# Exercise goal
Return each line in the rows below that contains the word "water", copied verbatim.

-------- Records shown --------

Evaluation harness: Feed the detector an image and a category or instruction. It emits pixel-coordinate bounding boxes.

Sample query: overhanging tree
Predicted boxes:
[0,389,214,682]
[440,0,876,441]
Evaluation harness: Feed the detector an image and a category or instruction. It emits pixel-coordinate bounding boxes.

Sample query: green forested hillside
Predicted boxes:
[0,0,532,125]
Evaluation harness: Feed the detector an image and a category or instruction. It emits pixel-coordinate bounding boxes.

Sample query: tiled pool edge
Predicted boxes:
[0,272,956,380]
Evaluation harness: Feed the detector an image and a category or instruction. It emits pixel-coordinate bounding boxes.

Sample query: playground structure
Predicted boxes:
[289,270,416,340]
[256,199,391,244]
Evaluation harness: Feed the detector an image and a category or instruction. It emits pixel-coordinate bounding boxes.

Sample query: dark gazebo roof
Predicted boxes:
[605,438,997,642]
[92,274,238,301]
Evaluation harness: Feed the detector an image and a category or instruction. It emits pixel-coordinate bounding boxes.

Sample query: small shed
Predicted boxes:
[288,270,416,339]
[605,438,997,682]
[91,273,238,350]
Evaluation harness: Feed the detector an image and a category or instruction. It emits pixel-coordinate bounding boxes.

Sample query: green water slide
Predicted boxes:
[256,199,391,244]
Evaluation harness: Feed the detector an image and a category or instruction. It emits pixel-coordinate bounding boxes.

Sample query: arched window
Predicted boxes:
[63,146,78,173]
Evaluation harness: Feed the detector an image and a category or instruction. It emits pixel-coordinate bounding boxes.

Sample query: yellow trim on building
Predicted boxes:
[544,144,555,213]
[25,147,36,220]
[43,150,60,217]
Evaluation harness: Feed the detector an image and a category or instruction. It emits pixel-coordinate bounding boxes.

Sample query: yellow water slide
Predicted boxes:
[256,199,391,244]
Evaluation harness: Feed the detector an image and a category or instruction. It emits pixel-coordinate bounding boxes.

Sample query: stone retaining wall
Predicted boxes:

--------

# Final result
Sample query: green water slide
Sample query: yellow water slide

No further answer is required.